In the records below, find each line containing the word "kitchen" and copy it.

## RAW DATA

[Start of section]

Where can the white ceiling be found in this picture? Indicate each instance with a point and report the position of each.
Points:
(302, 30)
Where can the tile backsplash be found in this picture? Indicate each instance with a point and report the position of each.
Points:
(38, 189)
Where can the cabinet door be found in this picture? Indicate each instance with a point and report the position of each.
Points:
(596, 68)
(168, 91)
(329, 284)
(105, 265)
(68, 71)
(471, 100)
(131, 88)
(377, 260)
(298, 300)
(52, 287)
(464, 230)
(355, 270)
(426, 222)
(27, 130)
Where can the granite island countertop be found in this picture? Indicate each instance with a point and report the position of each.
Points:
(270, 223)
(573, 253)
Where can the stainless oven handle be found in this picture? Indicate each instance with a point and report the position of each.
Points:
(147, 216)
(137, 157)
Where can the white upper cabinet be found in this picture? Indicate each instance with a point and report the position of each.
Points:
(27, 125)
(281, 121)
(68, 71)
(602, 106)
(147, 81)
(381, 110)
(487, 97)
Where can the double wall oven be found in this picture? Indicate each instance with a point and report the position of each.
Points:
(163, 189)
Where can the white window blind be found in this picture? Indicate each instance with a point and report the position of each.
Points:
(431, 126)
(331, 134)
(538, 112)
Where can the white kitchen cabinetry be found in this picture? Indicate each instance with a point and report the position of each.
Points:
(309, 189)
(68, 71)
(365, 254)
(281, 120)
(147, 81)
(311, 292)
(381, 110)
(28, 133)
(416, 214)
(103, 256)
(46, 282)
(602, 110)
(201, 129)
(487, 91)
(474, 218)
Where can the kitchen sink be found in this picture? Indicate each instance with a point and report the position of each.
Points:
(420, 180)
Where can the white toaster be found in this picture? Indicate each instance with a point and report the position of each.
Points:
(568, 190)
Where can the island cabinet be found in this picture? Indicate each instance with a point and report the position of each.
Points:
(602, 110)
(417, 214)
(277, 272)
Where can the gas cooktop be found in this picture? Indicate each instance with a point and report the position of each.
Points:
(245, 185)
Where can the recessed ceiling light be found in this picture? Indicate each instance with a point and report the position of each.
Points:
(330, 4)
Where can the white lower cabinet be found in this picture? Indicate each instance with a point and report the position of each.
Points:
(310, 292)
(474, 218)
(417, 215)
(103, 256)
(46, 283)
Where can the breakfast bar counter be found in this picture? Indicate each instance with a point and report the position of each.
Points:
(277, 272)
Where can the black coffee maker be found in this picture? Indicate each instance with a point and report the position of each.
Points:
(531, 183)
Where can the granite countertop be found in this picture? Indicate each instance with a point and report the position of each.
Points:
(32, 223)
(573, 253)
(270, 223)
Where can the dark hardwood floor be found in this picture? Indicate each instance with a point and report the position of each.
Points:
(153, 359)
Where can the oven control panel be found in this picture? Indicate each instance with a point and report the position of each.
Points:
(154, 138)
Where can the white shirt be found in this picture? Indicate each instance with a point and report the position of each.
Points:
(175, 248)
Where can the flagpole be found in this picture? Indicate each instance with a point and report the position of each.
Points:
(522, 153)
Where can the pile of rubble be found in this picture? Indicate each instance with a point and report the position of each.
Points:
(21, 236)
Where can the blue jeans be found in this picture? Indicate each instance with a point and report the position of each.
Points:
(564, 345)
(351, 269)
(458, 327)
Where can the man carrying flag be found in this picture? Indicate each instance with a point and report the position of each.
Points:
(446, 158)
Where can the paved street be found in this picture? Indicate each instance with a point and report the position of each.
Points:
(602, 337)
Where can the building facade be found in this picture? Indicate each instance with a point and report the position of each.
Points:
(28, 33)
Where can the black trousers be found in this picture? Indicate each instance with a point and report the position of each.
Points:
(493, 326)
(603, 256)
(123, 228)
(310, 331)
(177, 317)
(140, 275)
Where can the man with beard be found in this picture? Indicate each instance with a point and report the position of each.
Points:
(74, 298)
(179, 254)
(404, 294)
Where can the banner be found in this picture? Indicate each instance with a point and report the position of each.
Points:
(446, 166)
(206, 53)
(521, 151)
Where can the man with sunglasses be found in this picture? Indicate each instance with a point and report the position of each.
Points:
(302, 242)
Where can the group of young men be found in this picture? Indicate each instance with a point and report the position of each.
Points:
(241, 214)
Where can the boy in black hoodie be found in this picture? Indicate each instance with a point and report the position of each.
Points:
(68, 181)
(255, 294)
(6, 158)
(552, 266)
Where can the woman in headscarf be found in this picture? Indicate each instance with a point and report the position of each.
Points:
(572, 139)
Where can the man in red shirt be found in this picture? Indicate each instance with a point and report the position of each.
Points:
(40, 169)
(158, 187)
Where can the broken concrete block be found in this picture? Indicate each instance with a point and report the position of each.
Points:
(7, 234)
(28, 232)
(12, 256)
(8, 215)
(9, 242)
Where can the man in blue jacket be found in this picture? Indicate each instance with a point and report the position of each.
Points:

[End of section]

## TASK OUTPUT
Where can the white kitchen cabinetry be found in this picture? Indicate each instance with a point and report the position of each.
Where can the kitchen sink be found in this picture? Indicate each instance with a point and report the position of each.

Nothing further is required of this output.